* _Requirements_:
Can you rescale the records from the line containing "green stem in the photo above." through the end of the records, both ends included, by writing those lines out again with their requests and multiplying every coordinate in the answers by 1.35, rounding to whole numbers with halves rounded up? Leave the pictures out of your answer.

Coordinate labeling data:
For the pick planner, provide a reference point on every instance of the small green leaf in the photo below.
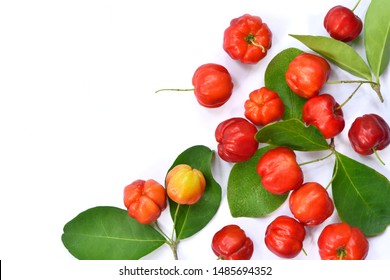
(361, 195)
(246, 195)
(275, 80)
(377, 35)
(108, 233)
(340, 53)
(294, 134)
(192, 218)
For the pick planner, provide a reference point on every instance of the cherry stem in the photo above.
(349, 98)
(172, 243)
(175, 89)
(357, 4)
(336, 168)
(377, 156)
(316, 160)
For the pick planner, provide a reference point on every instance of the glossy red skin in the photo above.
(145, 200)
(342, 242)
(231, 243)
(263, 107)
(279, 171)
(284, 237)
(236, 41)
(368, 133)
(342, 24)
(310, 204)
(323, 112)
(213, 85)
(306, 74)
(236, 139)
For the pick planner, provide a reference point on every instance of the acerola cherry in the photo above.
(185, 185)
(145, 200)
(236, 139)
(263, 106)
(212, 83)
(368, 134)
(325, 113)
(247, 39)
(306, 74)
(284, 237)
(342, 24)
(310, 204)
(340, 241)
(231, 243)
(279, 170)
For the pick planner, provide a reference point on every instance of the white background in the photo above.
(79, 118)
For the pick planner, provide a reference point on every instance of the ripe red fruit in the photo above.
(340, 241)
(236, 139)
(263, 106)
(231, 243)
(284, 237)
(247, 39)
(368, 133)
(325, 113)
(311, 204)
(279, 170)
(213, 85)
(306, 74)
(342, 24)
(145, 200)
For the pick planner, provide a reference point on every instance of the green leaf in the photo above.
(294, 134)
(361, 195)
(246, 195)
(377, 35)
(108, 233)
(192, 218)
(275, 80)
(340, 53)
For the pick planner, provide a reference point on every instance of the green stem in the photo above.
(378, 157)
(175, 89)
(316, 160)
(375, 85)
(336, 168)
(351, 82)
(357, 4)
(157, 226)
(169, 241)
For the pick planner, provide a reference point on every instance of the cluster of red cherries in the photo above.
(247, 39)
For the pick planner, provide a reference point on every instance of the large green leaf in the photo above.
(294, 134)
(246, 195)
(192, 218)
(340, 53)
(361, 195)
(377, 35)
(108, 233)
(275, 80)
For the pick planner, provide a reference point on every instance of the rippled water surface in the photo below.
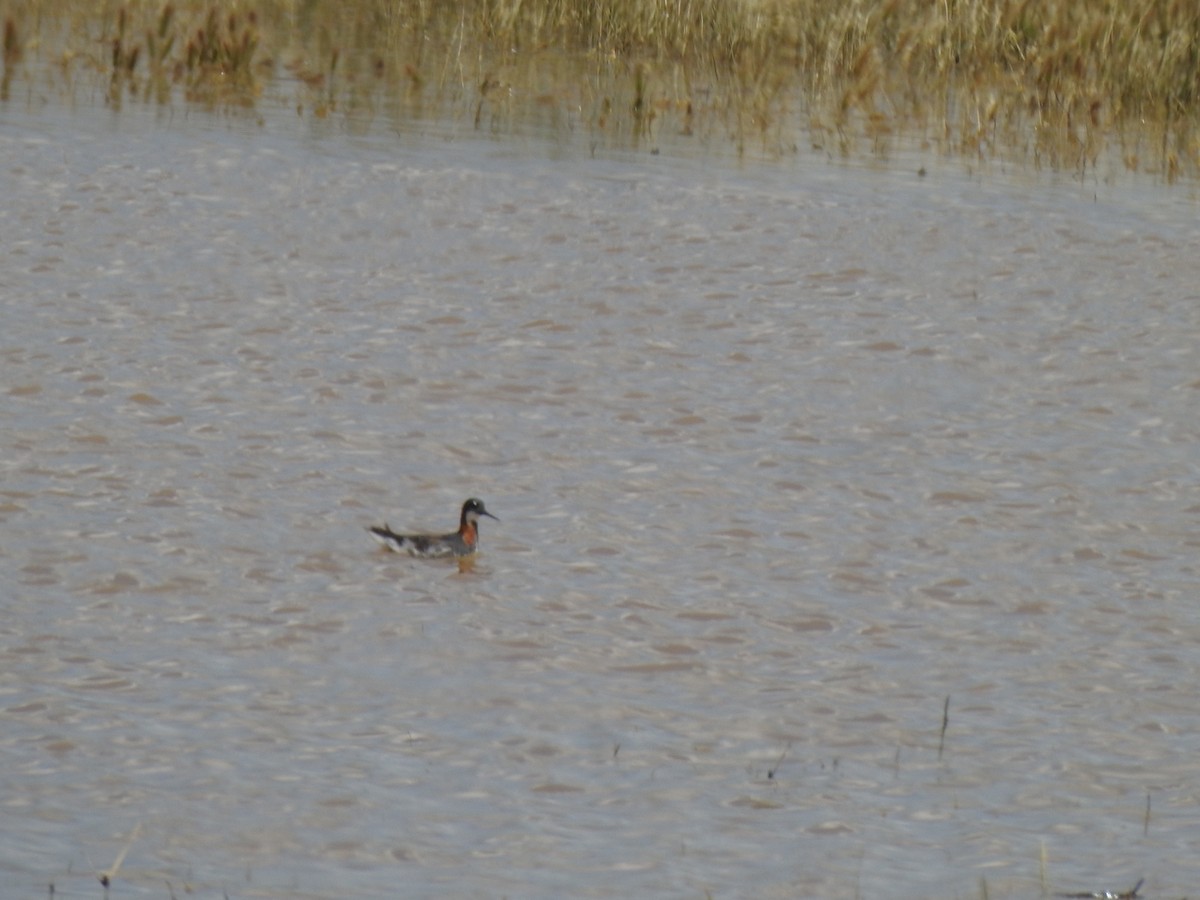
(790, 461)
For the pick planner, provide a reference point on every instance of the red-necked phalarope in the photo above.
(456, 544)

* _Written response_:
For the pick planner, provide a reference point on every instance of the green stem in the photo above.
(510, 212)
(236, 120)
(427, 216)
(506, 115)
(454, 227)
(474, 111)
(482, 5)
(212, 305)
(228, 325)
For the pick planner, provide a reference point on every instance of the cluster of red cherries in the photo above.
(333, 53)
For the pick planner, provide a reference point on every instance of the large green leaf in the photo above.
(397, 181)
(332, 263)
(259, 294)
(459, 72)
(487, 263)
(509, 47)
(146, 315)
(371, 108)
For the pick planner, provide a reference point on every instance of the rippled water surface in the photo below.
(1067, 622)
For the pick planner, provide a reference point on every instance of the red-necked phalarope in the photo above.
(616, 734)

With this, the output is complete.